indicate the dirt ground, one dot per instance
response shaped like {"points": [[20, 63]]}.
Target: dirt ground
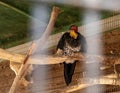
{"points": [[111, 46]]}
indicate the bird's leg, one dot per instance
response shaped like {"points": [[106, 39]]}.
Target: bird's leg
{"points": [[116, 72]]}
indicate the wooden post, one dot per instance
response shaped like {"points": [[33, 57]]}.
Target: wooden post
{"points": [[21, 72]]}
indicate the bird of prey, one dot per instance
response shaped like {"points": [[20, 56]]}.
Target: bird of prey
{"points": [[71, 42]]}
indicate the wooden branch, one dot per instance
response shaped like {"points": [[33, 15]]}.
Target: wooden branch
{"points": [[44, 59], [21, 72], [25, 65], [86, 82]]}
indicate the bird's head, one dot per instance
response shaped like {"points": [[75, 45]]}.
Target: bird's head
{"points": [[73, 31]]}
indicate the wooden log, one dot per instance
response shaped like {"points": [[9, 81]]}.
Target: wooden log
{"points": [[25, 65], [87, 82]]}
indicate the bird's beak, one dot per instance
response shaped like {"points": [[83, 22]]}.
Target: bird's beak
{"points": [[73, 34]]}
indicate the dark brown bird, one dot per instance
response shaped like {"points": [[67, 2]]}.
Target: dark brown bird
{"points": [[71, 42]]}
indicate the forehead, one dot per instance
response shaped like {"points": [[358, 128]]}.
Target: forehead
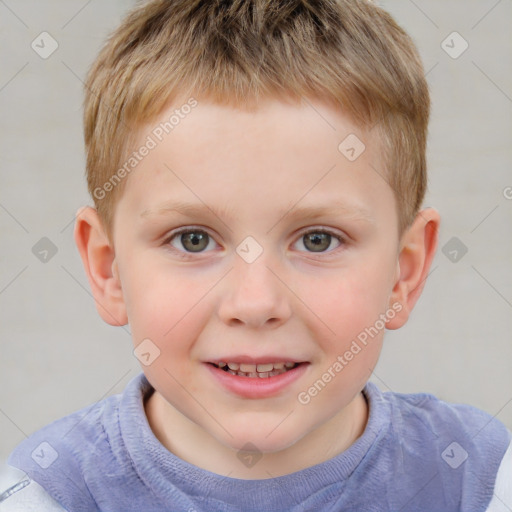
{"points": [[282, 155]]}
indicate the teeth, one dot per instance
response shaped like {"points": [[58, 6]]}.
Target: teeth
{"points": [[248, 368], [261, 371], [265, 367]]}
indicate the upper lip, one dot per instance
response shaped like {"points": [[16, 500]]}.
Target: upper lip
{"points": [[245, 359]]}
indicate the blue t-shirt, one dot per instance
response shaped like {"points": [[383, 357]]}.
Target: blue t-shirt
{"points": [[417, 453]]}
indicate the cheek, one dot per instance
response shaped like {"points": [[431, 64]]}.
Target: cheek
{"points": [[347, 301]]}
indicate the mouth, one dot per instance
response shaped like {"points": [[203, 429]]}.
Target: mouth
{"points": [[258, 371], [259, 378]]}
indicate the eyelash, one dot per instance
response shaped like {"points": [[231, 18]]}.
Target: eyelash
{"points": [[192, 229]]}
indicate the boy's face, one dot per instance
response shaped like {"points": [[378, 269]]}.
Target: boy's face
{"points": [[210, 296]]}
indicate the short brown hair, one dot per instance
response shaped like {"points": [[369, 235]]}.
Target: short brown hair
{"points": [[349, 52]]}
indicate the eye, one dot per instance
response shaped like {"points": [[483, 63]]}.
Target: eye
{"points": [[190, 240], [319, 240]]}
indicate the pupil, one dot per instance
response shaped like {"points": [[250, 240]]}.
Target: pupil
{"points": [[319, 241], [194, 241]]}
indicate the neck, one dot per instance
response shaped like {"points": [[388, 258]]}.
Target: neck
{"points": [[194, 445]]}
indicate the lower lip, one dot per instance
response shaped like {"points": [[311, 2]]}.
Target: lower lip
{"points": [[257, 387]]}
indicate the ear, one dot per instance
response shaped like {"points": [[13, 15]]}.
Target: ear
{"points": [[100, 265], [417, 250]]}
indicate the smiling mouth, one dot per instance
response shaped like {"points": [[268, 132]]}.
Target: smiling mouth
{"points": [[261, 371]]}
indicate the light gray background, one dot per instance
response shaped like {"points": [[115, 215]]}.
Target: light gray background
{"points": [[56, 353]]}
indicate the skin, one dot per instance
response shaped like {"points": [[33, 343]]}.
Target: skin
{"points": [[252, 167]]}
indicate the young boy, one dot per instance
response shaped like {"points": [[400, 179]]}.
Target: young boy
{"points": [[258, 170]]}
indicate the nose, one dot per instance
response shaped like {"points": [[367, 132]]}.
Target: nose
{"points": [[253, 295]]}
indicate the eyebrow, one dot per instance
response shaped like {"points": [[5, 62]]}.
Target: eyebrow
{"points": [[190, 209]]}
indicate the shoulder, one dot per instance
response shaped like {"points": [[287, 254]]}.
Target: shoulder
{"points": [[453, 455], [58, 457], [28, 496], [502, 497], [82, 456]]}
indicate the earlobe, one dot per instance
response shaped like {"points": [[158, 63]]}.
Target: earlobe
{"points": [[418, 248], [98, 257]]}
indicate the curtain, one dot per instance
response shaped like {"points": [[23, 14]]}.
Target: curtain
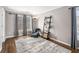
{"points": [[16, 26], [24, 26]]}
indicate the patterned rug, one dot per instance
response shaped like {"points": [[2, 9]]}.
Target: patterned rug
{"points": [[38, 45]]}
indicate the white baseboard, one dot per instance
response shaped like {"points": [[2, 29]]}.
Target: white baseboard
{"points": [[9, 36]]}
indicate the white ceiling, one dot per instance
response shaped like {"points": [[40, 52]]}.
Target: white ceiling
{"points": [[33, 9]]}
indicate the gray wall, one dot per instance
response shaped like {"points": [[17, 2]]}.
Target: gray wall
{"points": [[62, 21], [9, 25], [2, 29]]}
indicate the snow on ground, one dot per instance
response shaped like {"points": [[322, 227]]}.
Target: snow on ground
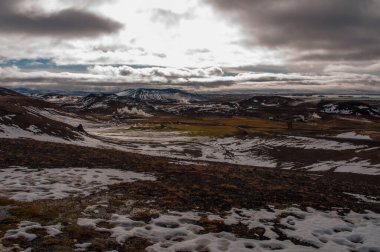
{"points": [[309, 230], [25, 227], [365, 198], [24, 184], [353, 165], [249, 151], [353, 135], [64, 117]]}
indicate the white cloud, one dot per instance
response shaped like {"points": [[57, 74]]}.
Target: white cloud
{"points": [[200, 79]]}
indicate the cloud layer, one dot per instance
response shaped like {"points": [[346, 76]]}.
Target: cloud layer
{"points": [[319, 30], [16, 18], [211, 79]]}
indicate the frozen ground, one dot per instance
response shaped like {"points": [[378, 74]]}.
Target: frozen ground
{"points": [[288, 229], [285, 152], [24, 184], [257, 151]]}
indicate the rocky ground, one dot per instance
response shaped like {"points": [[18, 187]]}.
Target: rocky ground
{"points": [[184, 206]]}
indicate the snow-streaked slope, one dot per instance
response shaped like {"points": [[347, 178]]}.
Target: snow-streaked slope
{"points": [[182, 231], [164, 95], [25, 184]]}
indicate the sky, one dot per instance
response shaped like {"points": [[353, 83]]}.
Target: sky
{"points": [[287, 46]]}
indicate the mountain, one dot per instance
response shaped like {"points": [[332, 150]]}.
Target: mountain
{"points": [[351, 108], [28, 117], [267, 101], [8, 92], [161, 95]]}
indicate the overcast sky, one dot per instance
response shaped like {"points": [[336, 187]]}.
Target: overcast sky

______________________________

▶ _EXERCISE_
Transcribe all the lines above exactly, apart from the pictures.

▶ _ANSWER TO THE TASK_
indicate the dirt ground, one dot per instance
response shaped like {"points": [[20, 63]]}.
Target: dirt ground
{"points": [[111, 46]]}
indicate the bird's leg, one dot per instance
response shaped like {"points": [[106, 39]]}.
Target: bird's leg
{"points": [[116, 72]]}
indicate the wooden post, one dot per instance
response shaped like {"points": [[33, 57]]}.
Target: wooden post
{"points": [[21, 72]]}
indicate the bird of prey, one dot per instance
response shaped like {"points": [[20, 56]]}.
Target: bird of prey
{"points": [[71, 42]]}
indicate the wooden branch, one dot per instance
response shaped like {"points": [[33, 15]]}.
Target: wooden branch
{"points": [[44, 59], [21, 72], [25, 65], [86, 82]]}
indicate the bird's head, one dot per instance
response shaped like {"points": [[75, 45]]}.
Target: bird's head
{"points": [[73, 31]]}
indicate the wooden log, one dot per instance
response shaped like {"points": [[9, 81]]}.
Target: wooden log
{"points": [[25, 65], [87, 82]]}
indicate the bird's beak, one dot per instance
response shaped like {"points": [[83, 22]]}.
Target: bird's beak
{"points": [[73, 34]]}
indicate the dark brown bird, one dot per instance
response shaped like {"points": [[67, 2]]}.
Target: dark brown bird
{"points": [[71, 42]]}
indicate the forehead, one dot per instance
response shaped like {"points": [[358, 128]]}.
Target: forehead
{"points": [[282, 155]]}
indicate the teeth, one dot per instance
response shaped like {"points": [[58, 6]]}.
Target: teeth
{"points": [[248, 368], [261, 371], [265, 367]]}
indicate the upper lip, one dot per instance
response shaped like {"points": [[16, 500]]}.
Target: upper lip
{"points": [[245, 359]]}
indicate the blue t-shirt, one dot per instance
response shaped like {"points": [[383, 357]]}.
Target: blue t-shirt
{"points": [[417, 453]]}
indicate the cheek, one dot per instance
response shaped like {"points": [[431, 64]]}.
Target: cheek
{"points": [[347, 301]]}
indicate the mouth, one dot per instance
response shaped like {"points": [[203, 429]]}.
Target: mouth
{"points": [[258, 371], [259, 378]]}
indicate the eyelash, one dot per instance
response shaped like {"points": [[231, 18]]}.
Target: eyelash
{"points": [[192, 229]]}
indicate the boy's face, one dot per instance
response shaped like {"points": [[378, 269]]}.
Target: boy's face
{"points": [[210, 296]]}
indicate the short brown hair, one dot per instance
response shaped like {"points": [[369, 235]]}.
Target: short brown hair
{"points": [[349, 52]]}
indicate the eye, one dot per instance
response shaped like {"points": [[483, 63]]}.
Target: eye
{"points": [[190, 240], [319, 240]]}
indicate the pupil, one dot per instance
response shaped like {"points": [[250, 240]]}.
Target: pupil
{"points": [[319, 241], [194, 241]]}
indicate the neck, one dot per instance
response shaped like {"points": [[388, 258]]}.
Target: neck
{"points": [[194, 445]]}
indicate the lower lip, one dot per instance
response shaped like {"points": [[311, 2]]}.
Target: lower lip
{"points": [[257, 387]]}
indicate the ear, one dot per instance
response shaped like {"points": [[13, 15]]}.
Target: ear
{"points": [[100, 265], [417, 250]]}
indicate the smiling mouth, one dot per instance
response shaped like {"points": [[268, 132]]}.
Target: smiling mouth
{"points": [[261, 371]]}
indicate the light gray background, one dot per instance
response shaped like {"points": [[115, 215]]}.
Target: light gray background
{"points": [[56, 353]]}
indicate the skin, one dot per instance
response shaped like {"points": [[33, 343]]}.
Target: skin
{"points": [[252, 167]]}
indicate the young boy, one dot per instance
response shaped like {"points": [[400, 179]]}.
Target: young boy
{"points": [[258, 170]]}
indicate the nose, one dot per instance
response shaped like {"points": [[367, 132]]}.
Target: nose
{"points": [[253, 295]]}
indicate the eyebrow, one dot per instance
response shaped like {"points": [[5, 62]]}.
Target: eyebrow
{"points": [[190, 209]]}
indicate the shoulder, one dot per instance
response shaped like {"points": [[287, 254]]}.
Target: shoulder
{"points": [[453, 455], [58, 457], [28, 496], [502, 497], [82, 456]]}
indicate the earlobe, one dot per instance
response shaped like {"points": [[158, 63]]}.
Target: earlobe
{"points": [[418, 248], [98, 257]]}
indicate the curtain, one dot per instance
response shaped like {"points": [[23, 14]]}.
Target: curtain
{"points": [[16, 26], [24, 26]]}
indicate the patterned rug, one dot per instance
response shaped like {"points": [[2, 9]]}.
Target: patterned rug
{"points": [[38, 45]]}
indicate the white baseboard, one dot per instance
response shaped like {"points": [[2, 29]]}.
Target: white baseboard
{"points": [[9, 36]]}
indicate the white ceiling, one dot per instance
response shaped like {"points": [[40, 52]]}.
Target: white ceiling
{"points": [[33, 9]]}
indicate the gray wall, one dot per instance
response shaped like {"points": [[17, 2]]}.
Target: gray wall
{"points": [[62, 21], [9, 25], [2, 29]]}
indicate the snow on ground, one dot per instance
response shaped like {"points": [[322, 227]]}.
Target: snow on ground
{"points": [[309, 230], [25, 227], [365, 198], [24, 184], [353, 165], [249, 151], [353, 135], [64, 117]]}
indicate the white cloud, one dot per instance
response shaped like {"points": [[57, 74]]}.
Target: white cloud
{"points": [[200, 79]]}
indicate the cloud layer, one dot per instance
response shaped like {"points": [[346, 76]]}.
Target: cloud layer
{"points": [[319, 30], [16, 18], [211, 79]]}
indicate the frozen ground, one dot per instance
response shaped like {"points": [[378, 74]]}.
Target: frozen ground
{"points": [[288, 229], [285, 152], [24, 184], [257, 151]]}
indicate the rocky ground, one dot per instance
response shaped like {"points": [[18, 187]]}.
Target: rocky ground
{"points": [[184, 206]]}
indicate the snow-streaked slope, one dot per instance
response shaped like {"points": [[347, 178]]}.
Target: snow-streaked slope
{"points": [[182, 231], [164, 95], [25, 184]]}
indicate the sky, one dot per instance
response shaped like {"points": [[353, 83]]}.
Target: sky
{"points": [[287, 46]]}
indicate the mountain, one dot per instance
response shaped like {"points": [[332, 150]]}.
Target: mountain
{"points": [[351, 108], [28, 117], [267, 101], [8, 92], [161, 95]]}
indicate the overcast sky, one dot per instance
response shaped like {"points": [[336, 187]]}.
Target: overcast sky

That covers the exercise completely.